TU TAREA – Reescribe el fragmento del texto sobre Warhol que va de "De entre el" a "hasta el proyeccionista.", ambos incluidos, y cambia el nombre "The Factory" por "La Fábrica".

DOCUMENTO –
----

De entre el séquito de artistas aspirantes en espera de sus 15 minutos de fama, llamado The Factory, estaba Paul Morrissey. Entre las rarezas allí reunidas, Morrissey lo era a su manera: católico, de derecha y con ojos atentos a toda posibilidad comercial. Antes del atentado, Morrissey había colaborado como co-director de “Chelsea Girls” (1966), la única película de Warhol que rindió en taquilla principalmente por el curioso formato que presentaba: dos pantallas donde se proyectaban simultáneamente un sin fin de situaciones, alternando el sonido entre una y otra. Pero una vez que rozó la muerte, Warhol perdió el interés en su pasatiempo con el cine. Su última película se llamó “Fuck” (o “Blue Movie”) donde una de sus “superstar” conversa sobre Vietnam y tiene sexo, en ese orden. Su corta exhibición culminó con el arresto de hasta el proyeccionista.

----

DATOS PROPORCIONADOS –

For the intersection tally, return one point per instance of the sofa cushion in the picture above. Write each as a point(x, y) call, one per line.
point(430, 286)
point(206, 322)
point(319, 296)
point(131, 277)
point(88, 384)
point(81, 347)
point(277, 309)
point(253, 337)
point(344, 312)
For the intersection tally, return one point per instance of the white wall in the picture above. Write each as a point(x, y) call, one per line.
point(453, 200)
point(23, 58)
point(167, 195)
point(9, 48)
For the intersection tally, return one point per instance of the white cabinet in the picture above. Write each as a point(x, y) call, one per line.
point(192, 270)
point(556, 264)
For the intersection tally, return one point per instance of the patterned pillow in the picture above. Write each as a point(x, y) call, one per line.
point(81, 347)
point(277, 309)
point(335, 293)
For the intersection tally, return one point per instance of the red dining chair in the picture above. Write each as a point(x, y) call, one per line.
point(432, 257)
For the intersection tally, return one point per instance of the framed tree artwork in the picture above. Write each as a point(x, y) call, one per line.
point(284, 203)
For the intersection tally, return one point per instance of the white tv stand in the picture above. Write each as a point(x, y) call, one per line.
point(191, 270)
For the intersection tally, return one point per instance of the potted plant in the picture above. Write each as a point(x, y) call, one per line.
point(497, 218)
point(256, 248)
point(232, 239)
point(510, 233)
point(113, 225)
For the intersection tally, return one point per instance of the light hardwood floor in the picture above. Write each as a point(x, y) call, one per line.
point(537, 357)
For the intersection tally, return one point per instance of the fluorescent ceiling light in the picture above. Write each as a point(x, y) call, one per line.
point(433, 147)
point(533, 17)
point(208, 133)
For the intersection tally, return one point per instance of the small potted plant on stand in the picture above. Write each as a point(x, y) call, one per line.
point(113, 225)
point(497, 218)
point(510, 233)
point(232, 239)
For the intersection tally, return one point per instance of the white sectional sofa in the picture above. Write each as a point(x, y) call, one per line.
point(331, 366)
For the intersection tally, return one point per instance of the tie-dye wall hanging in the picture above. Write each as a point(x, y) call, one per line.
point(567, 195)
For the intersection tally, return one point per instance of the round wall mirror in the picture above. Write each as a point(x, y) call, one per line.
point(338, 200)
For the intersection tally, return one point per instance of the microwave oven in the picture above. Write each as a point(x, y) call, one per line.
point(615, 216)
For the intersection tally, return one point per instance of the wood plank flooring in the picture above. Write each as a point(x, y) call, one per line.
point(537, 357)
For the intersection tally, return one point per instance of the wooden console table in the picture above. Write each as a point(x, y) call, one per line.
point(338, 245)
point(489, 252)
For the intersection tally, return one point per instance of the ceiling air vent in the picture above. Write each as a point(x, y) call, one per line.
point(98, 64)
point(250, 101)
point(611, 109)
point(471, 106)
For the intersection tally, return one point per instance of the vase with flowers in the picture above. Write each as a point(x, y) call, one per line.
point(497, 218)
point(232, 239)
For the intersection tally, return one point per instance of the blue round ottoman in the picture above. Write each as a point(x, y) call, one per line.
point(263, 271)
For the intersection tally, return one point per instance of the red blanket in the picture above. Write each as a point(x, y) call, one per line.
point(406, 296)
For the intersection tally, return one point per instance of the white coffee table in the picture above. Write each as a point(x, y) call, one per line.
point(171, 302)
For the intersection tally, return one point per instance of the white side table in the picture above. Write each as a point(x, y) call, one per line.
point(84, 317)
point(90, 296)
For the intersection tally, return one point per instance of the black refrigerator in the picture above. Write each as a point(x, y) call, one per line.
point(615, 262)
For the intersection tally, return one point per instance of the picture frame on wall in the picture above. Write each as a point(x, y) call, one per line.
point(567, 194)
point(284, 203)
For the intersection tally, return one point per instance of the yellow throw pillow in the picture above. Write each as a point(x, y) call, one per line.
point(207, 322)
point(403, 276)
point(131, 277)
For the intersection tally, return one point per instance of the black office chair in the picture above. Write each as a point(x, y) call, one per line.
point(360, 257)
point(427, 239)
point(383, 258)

----

RESPUESTA COMPLETA –
De entre el séquito de artistas aspirantes en espera de sus 15 minutos de fama, llamado La Fábrica, estaba Paul Morrissey. Entre las rarezas allí reunidas, Morrissey lo era a su manera: católico, de derecha y con ojos atentos a toda posibilidad comercial. Antes del atentado, Morrissey había colaborado como co-director de “Chelsea Girls” (1966), la única película de Warhol que rindió en taquilla principalmente por el curioso formato que presentaba: dos pantallas donde se proyectaban simultáneamente un sin fin de situaciones, alternando el sonido entre una y otra. Pero una vez que rozó la muerte, Warhol perdió el interés en su pasatiempo con el cine. Su última película se llamó “Fuck” (o “Blue Movie”) donde una de sus “superstar” conversa sobre Vietnam y tiene sexo, en ese orden. Su corta exhibición culminó con el arresto de hasta el proyeccionista.